### Assignment
Return only those lines of the material that contain "pole".

--- --- ---

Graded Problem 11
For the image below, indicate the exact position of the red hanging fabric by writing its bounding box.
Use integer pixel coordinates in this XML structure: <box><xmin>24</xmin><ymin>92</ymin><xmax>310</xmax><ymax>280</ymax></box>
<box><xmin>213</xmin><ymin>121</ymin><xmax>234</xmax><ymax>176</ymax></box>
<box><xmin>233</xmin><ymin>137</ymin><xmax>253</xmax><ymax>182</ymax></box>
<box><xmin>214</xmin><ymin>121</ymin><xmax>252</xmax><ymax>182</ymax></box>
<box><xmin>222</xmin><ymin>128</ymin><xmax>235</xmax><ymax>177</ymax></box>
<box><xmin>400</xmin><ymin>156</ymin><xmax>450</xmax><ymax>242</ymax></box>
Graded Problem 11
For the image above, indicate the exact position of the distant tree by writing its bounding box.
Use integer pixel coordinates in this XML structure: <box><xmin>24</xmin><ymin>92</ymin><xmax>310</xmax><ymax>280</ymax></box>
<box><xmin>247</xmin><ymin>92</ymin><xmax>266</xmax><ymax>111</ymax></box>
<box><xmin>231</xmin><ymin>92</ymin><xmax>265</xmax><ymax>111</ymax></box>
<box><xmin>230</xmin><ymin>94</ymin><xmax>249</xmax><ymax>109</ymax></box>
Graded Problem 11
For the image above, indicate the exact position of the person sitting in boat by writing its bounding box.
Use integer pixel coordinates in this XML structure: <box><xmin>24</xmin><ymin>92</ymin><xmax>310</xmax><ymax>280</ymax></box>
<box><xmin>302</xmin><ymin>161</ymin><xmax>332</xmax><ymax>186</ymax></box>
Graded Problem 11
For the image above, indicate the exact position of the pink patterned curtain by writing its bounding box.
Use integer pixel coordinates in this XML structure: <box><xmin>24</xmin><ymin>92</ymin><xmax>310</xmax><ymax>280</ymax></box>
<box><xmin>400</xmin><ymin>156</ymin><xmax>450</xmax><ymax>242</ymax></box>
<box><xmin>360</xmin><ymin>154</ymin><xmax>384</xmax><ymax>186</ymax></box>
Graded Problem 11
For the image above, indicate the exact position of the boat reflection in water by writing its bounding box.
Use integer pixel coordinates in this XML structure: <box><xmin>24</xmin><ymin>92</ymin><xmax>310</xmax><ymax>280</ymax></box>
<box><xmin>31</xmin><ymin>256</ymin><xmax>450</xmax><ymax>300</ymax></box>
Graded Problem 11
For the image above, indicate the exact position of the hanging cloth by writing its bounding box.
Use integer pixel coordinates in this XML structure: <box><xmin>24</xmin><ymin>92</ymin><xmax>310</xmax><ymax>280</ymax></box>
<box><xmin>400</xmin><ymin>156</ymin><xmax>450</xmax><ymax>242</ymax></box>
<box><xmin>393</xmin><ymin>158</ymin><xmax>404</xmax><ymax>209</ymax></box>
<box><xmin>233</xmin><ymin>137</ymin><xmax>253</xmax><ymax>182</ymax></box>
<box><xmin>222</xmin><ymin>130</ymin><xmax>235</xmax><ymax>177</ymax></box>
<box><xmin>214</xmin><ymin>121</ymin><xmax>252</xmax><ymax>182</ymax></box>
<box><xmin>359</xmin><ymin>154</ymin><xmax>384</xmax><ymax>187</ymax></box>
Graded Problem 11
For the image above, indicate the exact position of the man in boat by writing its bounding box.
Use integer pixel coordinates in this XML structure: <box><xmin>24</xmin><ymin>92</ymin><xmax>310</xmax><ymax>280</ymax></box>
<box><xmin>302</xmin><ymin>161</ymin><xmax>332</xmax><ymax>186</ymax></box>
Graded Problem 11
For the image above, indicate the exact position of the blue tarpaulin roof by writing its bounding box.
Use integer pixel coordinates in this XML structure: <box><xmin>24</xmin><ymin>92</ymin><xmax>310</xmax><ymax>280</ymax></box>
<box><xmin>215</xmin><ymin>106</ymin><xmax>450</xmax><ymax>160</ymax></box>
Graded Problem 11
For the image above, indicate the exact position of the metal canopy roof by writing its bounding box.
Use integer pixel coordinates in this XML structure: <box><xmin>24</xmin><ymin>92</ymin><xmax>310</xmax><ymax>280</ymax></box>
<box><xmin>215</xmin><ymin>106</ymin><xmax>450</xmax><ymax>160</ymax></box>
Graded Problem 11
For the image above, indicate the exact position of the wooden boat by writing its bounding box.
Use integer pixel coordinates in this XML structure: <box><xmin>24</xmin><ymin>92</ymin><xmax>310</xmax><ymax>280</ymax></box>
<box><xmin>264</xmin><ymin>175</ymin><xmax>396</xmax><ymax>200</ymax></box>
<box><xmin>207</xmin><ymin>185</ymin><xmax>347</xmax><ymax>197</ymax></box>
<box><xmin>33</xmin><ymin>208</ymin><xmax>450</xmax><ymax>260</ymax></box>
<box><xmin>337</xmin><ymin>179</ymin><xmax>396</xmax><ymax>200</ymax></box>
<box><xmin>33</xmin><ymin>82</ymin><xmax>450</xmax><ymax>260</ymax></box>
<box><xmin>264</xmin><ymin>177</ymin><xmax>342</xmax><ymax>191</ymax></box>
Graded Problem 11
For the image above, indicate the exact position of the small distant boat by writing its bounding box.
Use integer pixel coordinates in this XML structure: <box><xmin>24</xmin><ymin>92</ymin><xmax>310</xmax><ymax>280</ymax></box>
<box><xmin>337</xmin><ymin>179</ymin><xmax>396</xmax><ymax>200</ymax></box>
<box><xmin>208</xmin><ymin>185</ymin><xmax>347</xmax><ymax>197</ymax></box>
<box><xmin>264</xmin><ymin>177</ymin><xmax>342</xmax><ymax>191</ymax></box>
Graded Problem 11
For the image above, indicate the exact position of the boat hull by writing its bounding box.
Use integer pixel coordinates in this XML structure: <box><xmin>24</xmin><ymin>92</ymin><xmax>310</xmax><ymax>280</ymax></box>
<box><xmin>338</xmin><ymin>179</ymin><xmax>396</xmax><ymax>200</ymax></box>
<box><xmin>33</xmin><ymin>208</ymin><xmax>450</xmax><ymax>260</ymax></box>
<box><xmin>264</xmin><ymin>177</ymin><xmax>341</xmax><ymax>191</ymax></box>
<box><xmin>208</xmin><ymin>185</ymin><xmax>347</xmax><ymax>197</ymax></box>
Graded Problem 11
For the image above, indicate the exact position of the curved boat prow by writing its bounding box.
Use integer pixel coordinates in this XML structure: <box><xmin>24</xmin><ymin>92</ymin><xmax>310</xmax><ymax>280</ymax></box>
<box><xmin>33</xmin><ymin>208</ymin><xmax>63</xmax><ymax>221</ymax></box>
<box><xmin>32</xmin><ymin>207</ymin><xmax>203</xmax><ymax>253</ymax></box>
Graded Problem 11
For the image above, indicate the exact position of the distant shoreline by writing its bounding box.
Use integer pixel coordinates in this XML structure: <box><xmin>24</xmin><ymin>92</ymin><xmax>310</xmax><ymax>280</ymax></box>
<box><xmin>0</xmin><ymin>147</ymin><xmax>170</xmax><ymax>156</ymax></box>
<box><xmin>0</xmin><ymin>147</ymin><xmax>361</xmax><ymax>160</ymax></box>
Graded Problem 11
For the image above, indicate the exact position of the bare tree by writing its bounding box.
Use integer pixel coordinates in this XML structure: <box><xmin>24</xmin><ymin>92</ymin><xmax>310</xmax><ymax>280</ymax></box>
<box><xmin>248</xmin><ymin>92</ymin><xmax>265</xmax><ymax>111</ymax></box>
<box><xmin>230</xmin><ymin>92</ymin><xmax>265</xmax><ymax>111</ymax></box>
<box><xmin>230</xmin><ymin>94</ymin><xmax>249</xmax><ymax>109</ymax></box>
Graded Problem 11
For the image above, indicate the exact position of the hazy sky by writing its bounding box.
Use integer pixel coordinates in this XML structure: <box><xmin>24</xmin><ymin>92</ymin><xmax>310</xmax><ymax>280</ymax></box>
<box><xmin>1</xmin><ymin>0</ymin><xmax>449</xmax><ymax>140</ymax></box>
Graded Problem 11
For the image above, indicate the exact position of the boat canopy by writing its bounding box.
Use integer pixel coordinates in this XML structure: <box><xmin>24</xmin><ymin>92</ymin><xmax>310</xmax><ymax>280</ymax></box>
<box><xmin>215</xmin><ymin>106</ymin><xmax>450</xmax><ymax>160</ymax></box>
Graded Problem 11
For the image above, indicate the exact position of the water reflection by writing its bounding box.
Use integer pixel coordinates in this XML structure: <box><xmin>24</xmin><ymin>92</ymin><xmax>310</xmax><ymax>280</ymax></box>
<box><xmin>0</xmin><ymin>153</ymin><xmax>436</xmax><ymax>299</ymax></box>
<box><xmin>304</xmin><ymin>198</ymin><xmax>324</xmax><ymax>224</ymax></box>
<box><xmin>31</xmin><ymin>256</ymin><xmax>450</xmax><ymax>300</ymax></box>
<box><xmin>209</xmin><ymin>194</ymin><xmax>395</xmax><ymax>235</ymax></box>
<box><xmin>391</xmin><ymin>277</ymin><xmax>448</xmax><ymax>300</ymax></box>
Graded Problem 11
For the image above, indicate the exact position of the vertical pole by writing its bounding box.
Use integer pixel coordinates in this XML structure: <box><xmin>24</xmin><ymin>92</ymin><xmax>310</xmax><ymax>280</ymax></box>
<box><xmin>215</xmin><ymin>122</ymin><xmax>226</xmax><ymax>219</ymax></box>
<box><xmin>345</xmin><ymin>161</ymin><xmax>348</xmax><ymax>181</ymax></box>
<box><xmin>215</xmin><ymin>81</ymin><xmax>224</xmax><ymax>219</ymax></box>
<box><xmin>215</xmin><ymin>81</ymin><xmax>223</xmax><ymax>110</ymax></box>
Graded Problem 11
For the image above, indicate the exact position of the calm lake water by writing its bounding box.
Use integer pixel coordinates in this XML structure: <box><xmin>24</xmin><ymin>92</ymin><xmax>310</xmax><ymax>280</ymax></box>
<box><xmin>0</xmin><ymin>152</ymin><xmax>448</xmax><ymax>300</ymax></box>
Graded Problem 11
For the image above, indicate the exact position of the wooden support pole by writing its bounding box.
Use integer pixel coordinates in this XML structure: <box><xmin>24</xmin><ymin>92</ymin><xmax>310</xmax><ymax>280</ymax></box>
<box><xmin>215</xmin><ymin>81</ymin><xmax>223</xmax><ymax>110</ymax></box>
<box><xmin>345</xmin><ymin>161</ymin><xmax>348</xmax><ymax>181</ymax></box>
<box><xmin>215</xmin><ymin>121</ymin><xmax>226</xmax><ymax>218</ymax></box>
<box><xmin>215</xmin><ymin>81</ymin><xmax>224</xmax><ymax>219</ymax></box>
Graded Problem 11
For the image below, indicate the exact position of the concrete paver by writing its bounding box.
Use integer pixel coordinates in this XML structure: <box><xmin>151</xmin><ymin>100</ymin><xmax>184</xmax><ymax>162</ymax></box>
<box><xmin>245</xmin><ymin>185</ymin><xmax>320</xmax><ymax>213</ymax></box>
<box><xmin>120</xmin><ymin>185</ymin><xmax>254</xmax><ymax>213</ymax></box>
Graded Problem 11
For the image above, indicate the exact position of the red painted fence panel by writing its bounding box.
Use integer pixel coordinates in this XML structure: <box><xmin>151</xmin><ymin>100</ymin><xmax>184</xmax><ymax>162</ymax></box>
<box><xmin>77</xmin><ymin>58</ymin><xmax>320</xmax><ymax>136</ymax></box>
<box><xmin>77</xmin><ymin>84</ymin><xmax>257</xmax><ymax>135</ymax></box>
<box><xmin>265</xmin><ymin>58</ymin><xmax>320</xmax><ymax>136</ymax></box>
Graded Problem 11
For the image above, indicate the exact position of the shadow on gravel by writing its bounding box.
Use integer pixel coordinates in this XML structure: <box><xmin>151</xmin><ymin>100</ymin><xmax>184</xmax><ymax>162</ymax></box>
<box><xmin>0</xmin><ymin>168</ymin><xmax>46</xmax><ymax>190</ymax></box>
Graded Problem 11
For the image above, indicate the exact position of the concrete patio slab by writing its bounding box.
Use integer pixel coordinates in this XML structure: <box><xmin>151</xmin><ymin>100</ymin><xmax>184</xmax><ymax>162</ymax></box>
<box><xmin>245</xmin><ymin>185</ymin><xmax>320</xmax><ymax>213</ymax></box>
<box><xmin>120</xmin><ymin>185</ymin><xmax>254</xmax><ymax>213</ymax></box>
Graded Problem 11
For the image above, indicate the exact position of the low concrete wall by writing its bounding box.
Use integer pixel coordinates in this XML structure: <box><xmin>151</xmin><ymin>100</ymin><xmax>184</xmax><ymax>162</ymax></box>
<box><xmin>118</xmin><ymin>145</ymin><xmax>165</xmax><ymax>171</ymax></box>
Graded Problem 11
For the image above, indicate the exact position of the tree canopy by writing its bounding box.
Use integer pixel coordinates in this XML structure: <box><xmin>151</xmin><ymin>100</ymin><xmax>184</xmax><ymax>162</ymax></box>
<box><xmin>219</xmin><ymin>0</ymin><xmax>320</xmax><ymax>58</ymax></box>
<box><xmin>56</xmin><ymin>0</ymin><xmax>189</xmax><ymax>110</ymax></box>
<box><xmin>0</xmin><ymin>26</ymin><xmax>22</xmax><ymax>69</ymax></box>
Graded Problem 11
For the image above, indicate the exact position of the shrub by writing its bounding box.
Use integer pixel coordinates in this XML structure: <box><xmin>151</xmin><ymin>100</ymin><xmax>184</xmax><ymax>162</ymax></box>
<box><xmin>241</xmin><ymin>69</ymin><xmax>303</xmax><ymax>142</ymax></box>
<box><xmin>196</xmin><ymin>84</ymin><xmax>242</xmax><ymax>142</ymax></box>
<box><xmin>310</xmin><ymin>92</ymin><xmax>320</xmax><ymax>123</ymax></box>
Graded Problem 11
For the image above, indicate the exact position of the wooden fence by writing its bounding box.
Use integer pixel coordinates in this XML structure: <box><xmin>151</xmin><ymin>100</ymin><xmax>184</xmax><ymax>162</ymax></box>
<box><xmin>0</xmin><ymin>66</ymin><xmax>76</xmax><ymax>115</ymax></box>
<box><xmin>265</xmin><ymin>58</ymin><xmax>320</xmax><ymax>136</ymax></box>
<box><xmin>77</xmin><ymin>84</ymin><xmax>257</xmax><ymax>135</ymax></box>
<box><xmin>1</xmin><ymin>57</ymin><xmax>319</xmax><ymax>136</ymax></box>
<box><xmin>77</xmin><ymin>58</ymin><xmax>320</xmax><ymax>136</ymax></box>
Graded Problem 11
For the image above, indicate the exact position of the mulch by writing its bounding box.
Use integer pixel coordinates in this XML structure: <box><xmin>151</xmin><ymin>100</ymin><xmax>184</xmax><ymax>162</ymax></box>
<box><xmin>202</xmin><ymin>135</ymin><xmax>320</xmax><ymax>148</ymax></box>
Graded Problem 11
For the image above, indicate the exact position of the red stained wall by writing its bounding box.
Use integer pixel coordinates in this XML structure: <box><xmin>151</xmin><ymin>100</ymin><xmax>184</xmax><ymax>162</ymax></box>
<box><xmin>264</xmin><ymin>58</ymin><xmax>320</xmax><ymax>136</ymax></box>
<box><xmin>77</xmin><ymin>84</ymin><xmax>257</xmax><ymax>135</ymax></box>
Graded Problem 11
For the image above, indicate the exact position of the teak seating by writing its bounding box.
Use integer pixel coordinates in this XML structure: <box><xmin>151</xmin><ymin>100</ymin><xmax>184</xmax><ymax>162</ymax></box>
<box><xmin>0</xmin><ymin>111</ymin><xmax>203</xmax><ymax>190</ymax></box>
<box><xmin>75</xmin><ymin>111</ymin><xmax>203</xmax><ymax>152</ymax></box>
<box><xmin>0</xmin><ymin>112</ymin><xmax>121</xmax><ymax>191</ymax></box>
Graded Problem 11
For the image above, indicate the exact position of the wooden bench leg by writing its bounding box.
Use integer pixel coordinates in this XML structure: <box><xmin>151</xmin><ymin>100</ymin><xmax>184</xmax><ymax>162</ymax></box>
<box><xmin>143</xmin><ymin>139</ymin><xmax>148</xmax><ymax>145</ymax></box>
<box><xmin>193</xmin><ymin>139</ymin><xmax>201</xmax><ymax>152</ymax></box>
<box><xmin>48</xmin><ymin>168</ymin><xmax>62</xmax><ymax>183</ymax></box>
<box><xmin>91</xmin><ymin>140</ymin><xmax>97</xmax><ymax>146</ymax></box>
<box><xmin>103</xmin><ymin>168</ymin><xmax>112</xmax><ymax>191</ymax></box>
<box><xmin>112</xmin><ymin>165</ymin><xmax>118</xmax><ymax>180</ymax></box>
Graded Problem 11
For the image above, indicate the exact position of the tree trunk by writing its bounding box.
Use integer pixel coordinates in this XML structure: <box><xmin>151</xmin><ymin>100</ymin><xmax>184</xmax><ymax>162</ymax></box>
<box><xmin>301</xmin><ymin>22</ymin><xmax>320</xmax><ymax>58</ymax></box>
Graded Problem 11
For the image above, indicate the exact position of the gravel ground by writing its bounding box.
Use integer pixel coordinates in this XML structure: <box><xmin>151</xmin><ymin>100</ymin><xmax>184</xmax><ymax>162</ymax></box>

--- --- ---

### Answer to this exercise
For the image above, indicate the exact position of the vertical pole by writing its bounding box.
For the image above, indicate the exact position of the wooden support pole by writing its bounding box.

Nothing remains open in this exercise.